[FFmpeg-devel] [PATCH] x86/ttadsp: add ff_ttafilter_process_enc_{ssse3, sse4}

James Almer jamrial at gmail.com
Mon Aug 1 04:27:46 EEST 2016


Signed-off-by: James Almer <jamrial at gmail.com>
---
 libavcodec/Makefile          |  2 +-
 libavcodec/ttadsp.c          | 41 ++++++++++++++++++++++++++++++++++++-----
 libavcodec/ttadsp.h          |  3 +++
 libavcodec/ttaenc.c          | 38 ++++++--------------------------------
 libavcodec/x86/Makefile      |  2 ++
 libavcodec/x86/ttadsp.asm    | 24 ++++++++++++++++--------
 libavcodec/x86/ttadsp_init.c | 25 +++++++++++++++++++------
 7 files changed, 83 insertions(+), 52 deletions(-)

diff --git a/libavcodec/Makefile b/libavcodec/Makefile
index 33ac2b3..4355c13 100644
--- a/libavcodec/Makefile
+++ b/libavcodec/Makefile
@@ -552,7 +552,7 @@ OBJS-$(CONFIG_TRUESPEECH_DECODER)      += truespeech.o
 OBJS-$(CONFIG_TSCC_DECODER)            += tscc.o msrledec.o
 OBJS-$(CONFIG_TSCC2_DECODER)           += tscc2.o
 OBJS-$(CONFIG_TTA_DECODER)             += tta.o ttadata.o ttadsp.o
-OBJS-$(CONFIG_TTA_ENCODER)             += ttaenc.o ttadata.o
+OBJS-$(CONFIG_TTA_ENCODER)             += ttaenc.o ttadata.o ttadsp.o
 OBJS-$(CONFIG_TWINVQ_DECODER)          += twinvqdec.o twinvq.o
 OBJS-$(CONFIG_TXD_DECODER)             += txd.o
 OBJS-$(CONFIG_ULTI_DECODER)            += ulti.o
diff --git a/libavcodec/ttadsp.c b/libavcodec/ttadsp.c
index 30b7ab9..32a87b2 100644
--- a/libavcodec/ttadsp.c
+++ b/libavcodec/ttadsp.c
@@ -18,9 +18,10 @@
 
 #include "ttadsp.h"

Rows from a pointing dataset
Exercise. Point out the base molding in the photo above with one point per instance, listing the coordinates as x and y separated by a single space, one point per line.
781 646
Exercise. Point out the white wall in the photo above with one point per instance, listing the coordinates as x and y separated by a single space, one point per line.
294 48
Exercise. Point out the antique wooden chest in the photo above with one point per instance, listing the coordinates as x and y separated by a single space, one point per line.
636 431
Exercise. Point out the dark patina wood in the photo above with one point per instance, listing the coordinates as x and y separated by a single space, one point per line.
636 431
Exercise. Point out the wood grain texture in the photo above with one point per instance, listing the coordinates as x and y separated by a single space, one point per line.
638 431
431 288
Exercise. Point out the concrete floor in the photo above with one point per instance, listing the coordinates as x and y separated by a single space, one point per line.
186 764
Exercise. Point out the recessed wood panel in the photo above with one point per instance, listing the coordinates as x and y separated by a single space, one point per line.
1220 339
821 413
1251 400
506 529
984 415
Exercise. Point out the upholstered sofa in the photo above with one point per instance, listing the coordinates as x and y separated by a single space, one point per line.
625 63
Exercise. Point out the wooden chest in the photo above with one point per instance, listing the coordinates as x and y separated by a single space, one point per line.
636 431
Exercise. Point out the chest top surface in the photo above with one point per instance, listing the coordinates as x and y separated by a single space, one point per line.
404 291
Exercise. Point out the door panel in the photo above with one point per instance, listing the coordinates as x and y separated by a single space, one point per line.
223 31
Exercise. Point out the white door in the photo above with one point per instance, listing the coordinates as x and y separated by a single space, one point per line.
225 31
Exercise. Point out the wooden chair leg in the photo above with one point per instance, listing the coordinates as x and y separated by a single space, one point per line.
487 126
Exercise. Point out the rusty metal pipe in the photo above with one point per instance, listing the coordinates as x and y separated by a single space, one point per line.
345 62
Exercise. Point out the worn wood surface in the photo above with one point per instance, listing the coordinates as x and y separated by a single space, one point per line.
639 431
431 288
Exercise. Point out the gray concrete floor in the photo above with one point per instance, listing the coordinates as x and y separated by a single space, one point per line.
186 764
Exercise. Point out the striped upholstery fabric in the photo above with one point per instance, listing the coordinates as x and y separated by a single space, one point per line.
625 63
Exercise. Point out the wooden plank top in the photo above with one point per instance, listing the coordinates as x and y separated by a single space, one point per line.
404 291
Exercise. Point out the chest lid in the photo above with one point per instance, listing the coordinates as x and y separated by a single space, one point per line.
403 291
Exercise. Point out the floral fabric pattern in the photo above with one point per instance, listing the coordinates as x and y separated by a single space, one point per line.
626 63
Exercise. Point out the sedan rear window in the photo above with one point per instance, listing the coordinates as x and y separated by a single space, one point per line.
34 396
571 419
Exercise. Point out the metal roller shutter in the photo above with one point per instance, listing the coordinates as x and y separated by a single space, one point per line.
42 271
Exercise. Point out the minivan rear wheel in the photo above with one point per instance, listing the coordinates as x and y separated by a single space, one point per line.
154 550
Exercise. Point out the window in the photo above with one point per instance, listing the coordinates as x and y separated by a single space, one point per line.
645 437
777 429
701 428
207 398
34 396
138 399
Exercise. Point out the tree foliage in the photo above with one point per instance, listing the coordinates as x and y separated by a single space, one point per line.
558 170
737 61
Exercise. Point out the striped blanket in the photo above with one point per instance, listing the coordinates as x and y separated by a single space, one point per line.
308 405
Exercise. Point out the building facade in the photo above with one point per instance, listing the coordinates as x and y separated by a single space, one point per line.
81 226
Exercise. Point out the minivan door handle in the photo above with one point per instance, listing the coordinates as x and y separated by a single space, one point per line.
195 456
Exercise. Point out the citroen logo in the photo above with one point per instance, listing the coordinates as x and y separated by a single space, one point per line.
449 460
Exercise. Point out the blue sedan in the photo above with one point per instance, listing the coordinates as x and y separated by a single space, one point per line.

STATED EXERCISE 1:
Select every line of the entries that contains the string "rear", treating uppercase and lowercase letters as different.
STATED EXERCISE 2:
Extend the FFmpeg patch, starting right after its last line.
The FFmpeg patch and the entries are unrelated to each other.

TASK ANSWER 1:
Exercise. Point out the sedan rear window in the photo above with one point per instance, listing the coordinates as x and y separated by a single space, one point per line.
Exercise. Point out the minivan rear wheel in the photo above with one point per instance, listing the coordinates as x and y separated by a single space, one point per line.

TASK ANSWER 2:
-static void ttafilter_process_dec_c(int32_t *qm, int32_t *dx, int32_t *dl,
-                                    int32_t *error, int32_t *in, int32_t shift,
-                                    int32_t round) {
+static inline void ttafilter_process(int32_t *qm, int32_t *dx, int32_t *dl,
+                                     int32_t *error, int32_t *in, int32_t shift,
+                                     int32_t round, int enc)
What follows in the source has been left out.